▶ **EXCERPT TO READ**
++++++

## Preamble

You might ask: “In a neural network, what is ‘memory’?”  That is, when a neural network learns a task, how does it remember that task? In essence, the answer is that memory forms during the training of the learnable parameters (i.e., the trained weights); the matrix of trained weights are the memory:

“Every machine learning model has two components: the structure of the model or the algorithm, and the model’s parameters. In the simplest case of a linear regression model the algorithm is just a linear equation. The parameters are the weights of the dependent variables. In a deep learning model, the structure is how the nodes are connected. The parameters are the weights of the inter-connections etc. The learning of the ML algorithm is stored in the parameters [i.e., the trained parameters are the “memory”]. The process of training an ML models from the training data fine-tunes the parameters. [Source: How Does a Machine Learning System Store Its Learned Memory?]

[Also, saving those models as pretrained models enables you to “permanently” store those models (memories), for later use in transfer learning tasks! ]

To explain how memory evolves in neural networks, I’ll superficially describe two neural architectures that are widely used in sequence-based and temporal applications (such as natural language processing): simple recurrent neural networks (RNN), and a specialized version of RNN, long short-term memory (LSTM). A description of these architectures provides a good explanation of the concept of neural memory.

++++++

▶ **DATASET EXTRACT**
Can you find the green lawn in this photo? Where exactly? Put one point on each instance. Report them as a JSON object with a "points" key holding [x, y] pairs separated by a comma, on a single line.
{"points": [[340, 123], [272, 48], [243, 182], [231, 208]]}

++++++

▶ **PARTS OF THE EXERCISE**
[1] In the passage on neural network memory, what two components does every machine learning model have?
[2] Continue the passage on neural network memory from the point where it stops.
The listing has no part in this work.

▶ **OUTPUTS IN ORDER**
[1] The structure of the model (or the algorithm) and the model's parameters.

[2]
While the descriptions of these models varies somewhat depending on the source (arXiv papers, the web, etc.) the overall concepts are rather simple, once you grasp them. Here, I’ve selected and integrated bits and pieces from various sources (with some overlap) but I think that the benefit of examining a few of these examples clarifies the overall concept of RNN, LSTM (and consequently, “neural memory”), outweighing the repetition. While there is some math the focus is on understanding, rather than implementation. I draw on several sources, so the sum of the material below should provide a satisfactory explanation.

## Neural Network Basics

Artificial neural networks (ANN) are comprised of layers of connected units called artificial neurons. A “shallow network” refers to an ANN with one input layer, one output layer, and at most one hidden layer without a recurrent connection. These networks are generally made from simple, nonlinear but simple units where the higher layers provide a more abstract representation of data and suppresses unwanted variability.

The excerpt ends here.